— Begin Given information —

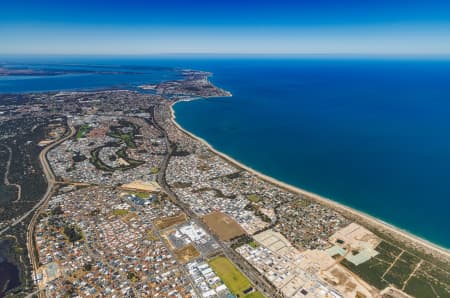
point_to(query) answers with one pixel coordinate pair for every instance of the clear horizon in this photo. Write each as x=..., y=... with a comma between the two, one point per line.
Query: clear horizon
x=100, y=27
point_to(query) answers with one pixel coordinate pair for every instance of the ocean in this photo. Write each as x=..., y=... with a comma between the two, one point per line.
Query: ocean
x=371, y=133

— End Given information —

Exercise task
Extract every line of the data above, reproducing each one word for word, and leave the pictures out of your answer.

Response below
point_to(query) answers with one pixel coordinate pair for every instance of the clear horizon in this photo. Write each as x=..., y=... with a comma between the two, one point per line.
Query: clear horizon
x=100, y=27
point_to(query) answers with one pixel coordinate pair for every instance of the ocean in this photo. Write each as x=..., y=... with a comma between the two, one point per line.
Query: ocean
x=371, y=133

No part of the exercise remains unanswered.